= Written exercise =
Answer these about the comment thread on tariffs below:
1. According to City Troll, for how many days did Trump pause tariffs?
2. What tariff rate does Pete Moore say Trump put on Chinese goods?
3. On whose radio show did The Phantom hear Navarro speak?
[start of Passage to read]
But he loses the plot, quickly, when he talks about friendly actors , like Canada and the EU “ ripping us off “ and “ raping “ the US. That’s imbecile talk.



City Troll said...

don't know why my other comments came out anonymous....
Did you know that most of our power transformers are made in china? The ones on every other telephone poles.
Canada and the EU are ripping us off, the whole purpose of the EU was to create one Block out of many to specifically counter the US economically.

It amazes me that you can't see that the tariffs and non-tariff barriers to our goods as ripping us off.
The only reason for tariffs is protectionism. All tariffs should be zero on both sides, and until they are it is a battlefield. Trump is using them to zero out the unbalance between us and other nations. Just today he paused all Tariffs for 90 days on every nation except those that have initiated retaliatory tariffs to give those nations the opportunity to negotiate.

Pete Moore said...

Troll -

Fair comment on your last point but you did say "Other nations can not be allowed to tax us at 40 while we only tax them at 2." No nations are taxing other nations. In the end, if you buy the German widget, Trump is taxing you.

That's if these tariffs last. I go for a walk and when I return Trump has slapped 125 per cent on Chinese goods and pit a 90 day stay on the rest. Who knows how it will look by Monday? How can you plan a business like this?

Somewhere in the US an American will have paid (say) $100,000 for a container of Chinese made goods. As it stands he will have to stump up an extra $125,000 just to take delivery at the port. China is all the things its critics say, but this is chaotic.

The Phantom said...

I just heard Navarro speak on Sean Hannity’s radio show

Navarro continues to say that VAT as it exists in Europe is an unfair barrier to trade

He doesn’t know what he’s talking about

Pete Moore said...

I've just read a Navarro profile and his Wiki page. He's a crank. It's genuinelly bizarre that he's anywhere near the Oval Office.
[end of Passage to read]
[start of Collected data]
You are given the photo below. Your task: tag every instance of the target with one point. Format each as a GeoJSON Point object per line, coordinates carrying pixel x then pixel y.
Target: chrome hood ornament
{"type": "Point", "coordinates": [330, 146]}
[end of Collected data]
= Solution =
1. 90 days
2. 125 per cent
3. Sean Hannity's